Selected extract
▬▬▬

On December 15, 2021, the SEC proposed new rules requiring that large positions in security-based swaps and related securities be reported to the SEC and publicly disseminated. At the same time, the SEC re-proposed regulations prohibiting fraudulent, deceptive and manipulative conduct in connection with security-based swaps. The SEC also proposed new rules restricting the personnel of security-based swap dealers from taking action to influence the chief compliance officer of the security-based swap dealer in the performance of its duties.

  • Proposed Rule 10B-1: Position Reporting of Large Security-Based Swaps. Rule 10B-1 would require any person, affiliate of such person or group of persons who would directly or indirectly be the owner or seller of a security-based swap to report such security-based swap position on EDGAR, subject to certain thresholds. The thresholds would vary based on the type of swap and, in certain circumstances, would include the value of any underlying securities owned by the holder of the reportable security-based swap position in determining whether the threshold has been met. The information on security-based swaps positions would be required to be filed on EDGAR within one business day of execution of the relevant position and would be publicly disseminated. The rule is intended to increase transparency in security-based swaps positions. In the proposing release, the SEC expressed concern about manufactured credit events triggering credit default swaps and the risks of concentrated positions that are not known to the market or regulators. Based on the SEC’s statements, the reporting of such large security-based swaps positions would alert market participants as to possible financial incentives a market participant might have to act contrary to the interests of the issuer and its stakeholders. The SEC stated that such transparency would be beneficial to the market even where there is no fraud, manipulation or deceptive conduct on the part of the owner of the large security-based swaps position. This appears to be based on the premise that such public reporting could help inform pricing and enhance the risk management of dealers where one market participant has built up a large position across a number of dealers by alerting the dealer as to significant exposure with respect to the same security-based swap.

▬▬▬

Supplied information
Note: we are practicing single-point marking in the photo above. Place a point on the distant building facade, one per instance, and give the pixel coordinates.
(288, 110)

▬▬▬

Exercise instructions
In the passage on the SEC's security-based swap proposals, list every kind of party that Proposed Rule 10B-1 would require to report a security-based swap position. The material after the passage has no connection to the passage itself.

Finished answer
- Any person
- An affiliate of such person
- A group of persons